**Task prompt:** Translate into Spanish this sentence from the post on discounted western DVDs below: "I also bought a movie that I’ve wanted to own for some time now, the 1954 Technicolor RKO western Silver Lode (1954)."

**Excerpt to read:**

• • • • • • •

A recent sales flier from VCI Entertainment resulted in my purchasing some cherce DVDs on sale…though several of the discs were backordered and so the whole DVD enchilada didn’t arrive at the House of Yesteryear until earlier this week. To be honest, I did not purchase these directly from VCI; I took advantage of the sale and found them priced even lower at one of my favorite online places, DVD Pacific. (Why they call it DVD Pacific—when the company is based out of Florida—is a question inquiring minds would like to know.)
I snapped up some real nice bargains—the best of which was a double feature of Ronald Reagan B-westerns in both Cattle Queen of Montana (1954) and Tennessee’s Partner (1955) for $4.05 (I hope to have a review of this Reagan retrospective up sometime this week). I also bought a movie that I’ve wanted to own for some time now, the 1954 Technicolor RKO western Silver Lode (1954).
In Lode, the titled burg is celebrating the Fourth of July—but in addition to the Glorious Fourth, there’s a wedding taking place between cattle rancher Dan Ballard (John Payne) and Rose Evans (Lizabeth Scott), daughter of Zachary Evans (Morris Ankrum), one of the town’s highly-respected citizens. Before the minister (Hugh Sanders) can pronounce the happy couple man and wife, a man named Fred McCarty (Dan Duryea) rides into Silver Lode with three men (Harry Carey, Jr., Stuart Whitman and Alan “Skipper” Hale, Jr.), claiming to be a U.S. marshal…and announces to all assembled that he’s got a warrant to take Ballard back to California on charges of murder and theft (there’s also a personal vendetta involved, as the man who Ballard allegedly shot in the back was McCarty’s brother). Ballard insists he’s innocent, but when the town’s judge (Robert Warwick) proves to be little help is issuing a stay of extradition Dan asks for two hours to prove his innocence. As it would happen, Ballard is innocent—but as the two hour sand runs through the hourglass, McCarty is able to sow enough dissension and suspicion throughout the town that cause the good people of Silver Lode to turn on Ballard.

• • • • • • •

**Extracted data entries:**
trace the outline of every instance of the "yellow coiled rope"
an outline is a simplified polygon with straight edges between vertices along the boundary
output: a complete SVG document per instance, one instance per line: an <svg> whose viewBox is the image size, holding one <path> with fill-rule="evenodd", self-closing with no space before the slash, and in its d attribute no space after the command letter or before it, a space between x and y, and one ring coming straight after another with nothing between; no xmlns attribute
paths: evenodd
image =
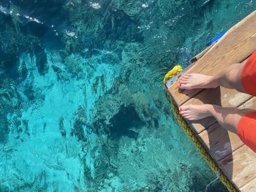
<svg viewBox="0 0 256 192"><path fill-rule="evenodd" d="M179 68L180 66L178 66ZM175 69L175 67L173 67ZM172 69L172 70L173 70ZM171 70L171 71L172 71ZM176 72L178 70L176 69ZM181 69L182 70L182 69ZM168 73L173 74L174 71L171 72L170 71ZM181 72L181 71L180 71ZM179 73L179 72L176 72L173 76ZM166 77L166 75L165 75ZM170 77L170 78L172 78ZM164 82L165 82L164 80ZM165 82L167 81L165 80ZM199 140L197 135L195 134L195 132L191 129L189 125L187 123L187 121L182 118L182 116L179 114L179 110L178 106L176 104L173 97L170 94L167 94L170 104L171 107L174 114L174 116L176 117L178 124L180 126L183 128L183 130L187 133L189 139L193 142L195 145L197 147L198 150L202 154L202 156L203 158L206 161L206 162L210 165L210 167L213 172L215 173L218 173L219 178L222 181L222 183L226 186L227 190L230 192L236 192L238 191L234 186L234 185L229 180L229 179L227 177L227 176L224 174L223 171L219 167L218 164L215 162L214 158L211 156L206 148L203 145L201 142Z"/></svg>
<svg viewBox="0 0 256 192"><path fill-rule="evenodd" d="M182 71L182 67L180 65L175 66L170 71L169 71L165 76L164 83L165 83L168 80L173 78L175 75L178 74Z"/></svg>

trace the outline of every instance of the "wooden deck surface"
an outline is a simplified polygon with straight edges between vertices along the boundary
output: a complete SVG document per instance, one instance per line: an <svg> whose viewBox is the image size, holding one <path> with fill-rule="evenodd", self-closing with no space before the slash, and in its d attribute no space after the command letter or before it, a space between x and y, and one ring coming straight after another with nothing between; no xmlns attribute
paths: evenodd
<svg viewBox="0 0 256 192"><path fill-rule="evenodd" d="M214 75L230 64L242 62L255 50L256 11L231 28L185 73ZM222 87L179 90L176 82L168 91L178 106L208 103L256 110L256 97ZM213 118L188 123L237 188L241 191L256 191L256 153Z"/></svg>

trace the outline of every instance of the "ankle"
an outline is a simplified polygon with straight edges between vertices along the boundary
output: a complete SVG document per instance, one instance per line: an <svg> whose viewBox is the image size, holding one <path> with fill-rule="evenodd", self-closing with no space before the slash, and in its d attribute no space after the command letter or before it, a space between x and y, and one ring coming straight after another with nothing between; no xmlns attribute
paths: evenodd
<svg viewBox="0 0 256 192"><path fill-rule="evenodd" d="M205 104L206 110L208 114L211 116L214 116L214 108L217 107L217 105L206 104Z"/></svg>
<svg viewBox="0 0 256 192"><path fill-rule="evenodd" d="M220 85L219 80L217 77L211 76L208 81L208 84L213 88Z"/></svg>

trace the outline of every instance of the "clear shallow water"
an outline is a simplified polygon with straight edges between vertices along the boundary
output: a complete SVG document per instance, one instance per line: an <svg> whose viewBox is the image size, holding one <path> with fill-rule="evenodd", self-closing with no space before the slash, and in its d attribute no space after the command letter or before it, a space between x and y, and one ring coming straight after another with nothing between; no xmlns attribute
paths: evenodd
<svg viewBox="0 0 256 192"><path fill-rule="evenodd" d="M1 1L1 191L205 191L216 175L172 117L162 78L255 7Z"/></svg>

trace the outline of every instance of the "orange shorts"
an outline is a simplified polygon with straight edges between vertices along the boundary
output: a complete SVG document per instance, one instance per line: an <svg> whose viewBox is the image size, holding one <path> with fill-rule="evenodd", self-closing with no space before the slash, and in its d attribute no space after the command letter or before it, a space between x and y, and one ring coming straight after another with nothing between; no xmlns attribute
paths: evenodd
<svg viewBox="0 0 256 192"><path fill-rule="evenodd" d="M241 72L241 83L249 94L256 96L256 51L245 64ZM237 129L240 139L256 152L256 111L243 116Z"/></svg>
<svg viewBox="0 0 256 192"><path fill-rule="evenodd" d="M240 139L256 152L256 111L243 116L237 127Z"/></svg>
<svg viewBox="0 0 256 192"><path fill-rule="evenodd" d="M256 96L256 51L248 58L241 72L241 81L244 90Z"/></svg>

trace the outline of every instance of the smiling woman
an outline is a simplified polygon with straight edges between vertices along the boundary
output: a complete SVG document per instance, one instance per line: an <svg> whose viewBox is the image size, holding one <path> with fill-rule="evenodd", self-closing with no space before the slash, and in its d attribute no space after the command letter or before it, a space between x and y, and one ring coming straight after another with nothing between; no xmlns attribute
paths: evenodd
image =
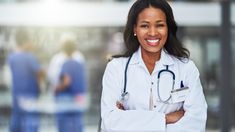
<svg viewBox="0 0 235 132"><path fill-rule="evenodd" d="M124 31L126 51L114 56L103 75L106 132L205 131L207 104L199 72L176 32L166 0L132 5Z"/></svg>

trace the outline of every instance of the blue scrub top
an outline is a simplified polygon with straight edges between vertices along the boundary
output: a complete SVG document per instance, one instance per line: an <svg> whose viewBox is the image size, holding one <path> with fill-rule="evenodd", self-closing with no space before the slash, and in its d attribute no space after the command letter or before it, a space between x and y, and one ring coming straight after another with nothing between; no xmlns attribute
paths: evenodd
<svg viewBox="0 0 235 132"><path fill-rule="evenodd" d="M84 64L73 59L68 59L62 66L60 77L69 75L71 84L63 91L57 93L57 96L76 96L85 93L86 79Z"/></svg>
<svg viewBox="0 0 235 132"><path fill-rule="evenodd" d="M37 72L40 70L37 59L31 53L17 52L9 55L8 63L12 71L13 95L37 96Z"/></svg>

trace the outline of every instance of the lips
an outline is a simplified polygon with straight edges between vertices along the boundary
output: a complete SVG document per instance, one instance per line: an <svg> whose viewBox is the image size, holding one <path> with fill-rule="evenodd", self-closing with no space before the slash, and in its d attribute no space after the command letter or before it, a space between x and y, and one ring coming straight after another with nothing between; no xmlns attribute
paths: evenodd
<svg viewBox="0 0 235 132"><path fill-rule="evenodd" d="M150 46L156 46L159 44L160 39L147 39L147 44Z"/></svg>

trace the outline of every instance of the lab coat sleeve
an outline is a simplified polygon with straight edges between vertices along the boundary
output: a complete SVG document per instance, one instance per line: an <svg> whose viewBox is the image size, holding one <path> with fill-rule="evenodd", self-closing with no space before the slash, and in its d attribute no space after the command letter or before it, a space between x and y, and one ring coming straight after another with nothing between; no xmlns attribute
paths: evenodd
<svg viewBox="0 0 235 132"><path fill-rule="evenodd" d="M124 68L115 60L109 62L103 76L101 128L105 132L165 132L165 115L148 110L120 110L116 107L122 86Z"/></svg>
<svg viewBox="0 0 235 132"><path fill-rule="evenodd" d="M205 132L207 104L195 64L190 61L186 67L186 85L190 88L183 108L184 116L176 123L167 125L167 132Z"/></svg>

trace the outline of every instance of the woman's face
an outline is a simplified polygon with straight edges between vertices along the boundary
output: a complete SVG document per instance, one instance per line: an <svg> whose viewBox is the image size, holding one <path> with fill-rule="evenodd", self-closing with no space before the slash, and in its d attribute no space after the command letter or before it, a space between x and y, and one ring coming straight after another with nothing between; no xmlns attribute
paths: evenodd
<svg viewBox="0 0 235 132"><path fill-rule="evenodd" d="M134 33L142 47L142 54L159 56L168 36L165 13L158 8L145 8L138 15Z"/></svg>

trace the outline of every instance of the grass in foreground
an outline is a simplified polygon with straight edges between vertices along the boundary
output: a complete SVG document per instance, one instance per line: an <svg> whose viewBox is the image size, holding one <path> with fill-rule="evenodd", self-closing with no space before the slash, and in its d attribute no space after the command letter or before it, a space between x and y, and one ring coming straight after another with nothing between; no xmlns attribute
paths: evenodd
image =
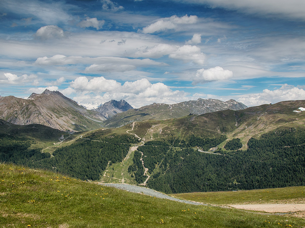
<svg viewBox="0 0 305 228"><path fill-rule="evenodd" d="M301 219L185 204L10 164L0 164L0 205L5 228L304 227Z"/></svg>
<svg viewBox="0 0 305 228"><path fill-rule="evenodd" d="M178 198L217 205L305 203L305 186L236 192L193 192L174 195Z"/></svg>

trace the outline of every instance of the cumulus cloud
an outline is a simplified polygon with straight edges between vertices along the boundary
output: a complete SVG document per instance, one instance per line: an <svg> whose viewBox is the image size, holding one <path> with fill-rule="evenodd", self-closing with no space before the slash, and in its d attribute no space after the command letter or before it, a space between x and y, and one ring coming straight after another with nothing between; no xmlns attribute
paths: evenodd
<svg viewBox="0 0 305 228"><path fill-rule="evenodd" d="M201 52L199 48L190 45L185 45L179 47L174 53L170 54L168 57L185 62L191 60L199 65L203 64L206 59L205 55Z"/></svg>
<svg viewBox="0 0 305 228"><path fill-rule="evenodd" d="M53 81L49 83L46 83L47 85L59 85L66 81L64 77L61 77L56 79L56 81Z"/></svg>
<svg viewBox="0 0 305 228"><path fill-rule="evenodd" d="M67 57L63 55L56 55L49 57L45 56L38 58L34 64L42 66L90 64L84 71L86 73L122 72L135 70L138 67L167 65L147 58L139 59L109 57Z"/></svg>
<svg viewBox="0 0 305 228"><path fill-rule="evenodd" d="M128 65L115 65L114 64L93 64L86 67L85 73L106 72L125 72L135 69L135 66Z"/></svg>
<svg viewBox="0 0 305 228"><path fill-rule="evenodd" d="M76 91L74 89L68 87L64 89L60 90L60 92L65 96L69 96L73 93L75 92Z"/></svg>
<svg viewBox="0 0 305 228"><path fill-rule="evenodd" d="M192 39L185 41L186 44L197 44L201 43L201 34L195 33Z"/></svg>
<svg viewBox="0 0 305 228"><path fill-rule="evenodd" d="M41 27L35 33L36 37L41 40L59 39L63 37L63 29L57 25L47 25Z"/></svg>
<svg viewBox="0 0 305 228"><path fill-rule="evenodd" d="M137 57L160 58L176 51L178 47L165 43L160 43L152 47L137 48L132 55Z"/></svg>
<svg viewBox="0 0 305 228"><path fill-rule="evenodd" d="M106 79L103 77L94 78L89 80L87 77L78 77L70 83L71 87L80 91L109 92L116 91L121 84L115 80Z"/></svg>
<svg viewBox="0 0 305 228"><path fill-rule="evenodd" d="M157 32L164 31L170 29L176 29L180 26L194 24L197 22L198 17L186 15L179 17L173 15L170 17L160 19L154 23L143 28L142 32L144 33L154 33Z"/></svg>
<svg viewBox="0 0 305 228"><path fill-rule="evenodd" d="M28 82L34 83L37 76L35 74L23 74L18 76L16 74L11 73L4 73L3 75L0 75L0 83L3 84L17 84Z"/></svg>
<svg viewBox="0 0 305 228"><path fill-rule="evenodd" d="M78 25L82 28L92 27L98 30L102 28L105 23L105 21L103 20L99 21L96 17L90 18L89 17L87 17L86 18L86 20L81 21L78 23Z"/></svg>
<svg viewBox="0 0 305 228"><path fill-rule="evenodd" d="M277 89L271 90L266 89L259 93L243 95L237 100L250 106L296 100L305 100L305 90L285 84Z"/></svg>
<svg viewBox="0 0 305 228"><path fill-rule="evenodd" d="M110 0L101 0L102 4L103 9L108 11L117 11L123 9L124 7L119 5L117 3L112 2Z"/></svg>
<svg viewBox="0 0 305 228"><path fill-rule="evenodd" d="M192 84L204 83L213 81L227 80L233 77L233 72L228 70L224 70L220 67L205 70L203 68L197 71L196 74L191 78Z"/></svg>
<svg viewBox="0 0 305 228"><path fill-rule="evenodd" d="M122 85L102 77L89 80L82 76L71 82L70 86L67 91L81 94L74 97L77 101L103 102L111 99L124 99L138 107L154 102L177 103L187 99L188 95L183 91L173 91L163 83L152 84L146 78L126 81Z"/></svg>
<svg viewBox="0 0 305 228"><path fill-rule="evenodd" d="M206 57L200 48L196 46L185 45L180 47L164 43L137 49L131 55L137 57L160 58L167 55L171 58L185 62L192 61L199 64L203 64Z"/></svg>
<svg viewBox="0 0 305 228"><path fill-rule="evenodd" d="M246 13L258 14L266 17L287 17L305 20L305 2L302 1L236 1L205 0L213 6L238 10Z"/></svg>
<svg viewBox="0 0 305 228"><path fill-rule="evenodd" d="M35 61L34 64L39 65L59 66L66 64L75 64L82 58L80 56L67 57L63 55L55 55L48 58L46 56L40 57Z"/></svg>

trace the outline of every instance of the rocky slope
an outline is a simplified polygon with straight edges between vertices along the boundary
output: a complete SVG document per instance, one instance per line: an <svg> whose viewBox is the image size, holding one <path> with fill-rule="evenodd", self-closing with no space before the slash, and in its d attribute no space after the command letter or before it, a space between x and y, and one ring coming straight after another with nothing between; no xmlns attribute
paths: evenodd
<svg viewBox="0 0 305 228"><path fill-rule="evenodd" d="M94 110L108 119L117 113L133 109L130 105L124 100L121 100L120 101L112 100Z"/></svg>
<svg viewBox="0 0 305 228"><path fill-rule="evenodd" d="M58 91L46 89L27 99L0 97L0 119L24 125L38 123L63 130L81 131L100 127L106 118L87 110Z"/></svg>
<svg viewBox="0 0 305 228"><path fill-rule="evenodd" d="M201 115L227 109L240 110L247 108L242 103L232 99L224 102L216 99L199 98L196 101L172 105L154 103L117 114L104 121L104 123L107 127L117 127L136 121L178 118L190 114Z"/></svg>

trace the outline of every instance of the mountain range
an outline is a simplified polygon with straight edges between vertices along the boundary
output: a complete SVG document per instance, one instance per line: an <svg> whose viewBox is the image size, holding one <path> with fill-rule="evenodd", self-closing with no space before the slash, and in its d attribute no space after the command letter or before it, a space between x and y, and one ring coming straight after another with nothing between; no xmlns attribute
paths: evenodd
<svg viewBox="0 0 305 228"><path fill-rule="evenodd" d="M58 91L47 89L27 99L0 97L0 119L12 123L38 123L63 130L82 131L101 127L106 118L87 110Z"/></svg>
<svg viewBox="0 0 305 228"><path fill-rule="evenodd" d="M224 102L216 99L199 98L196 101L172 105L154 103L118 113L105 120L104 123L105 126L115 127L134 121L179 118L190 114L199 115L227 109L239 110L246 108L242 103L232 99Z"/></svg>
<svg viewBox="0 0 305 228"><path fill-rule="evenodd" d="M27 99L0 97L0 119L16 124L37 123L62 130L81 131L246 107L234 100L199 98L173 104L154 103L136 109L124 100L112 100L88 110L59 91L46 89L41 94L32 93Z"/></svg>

• • • • • • •

**Output of the task:** También compré una película que desde hace tiempo quería tener, el wéstern de RKO en Technicolor de 1954 Silver Lode (1954).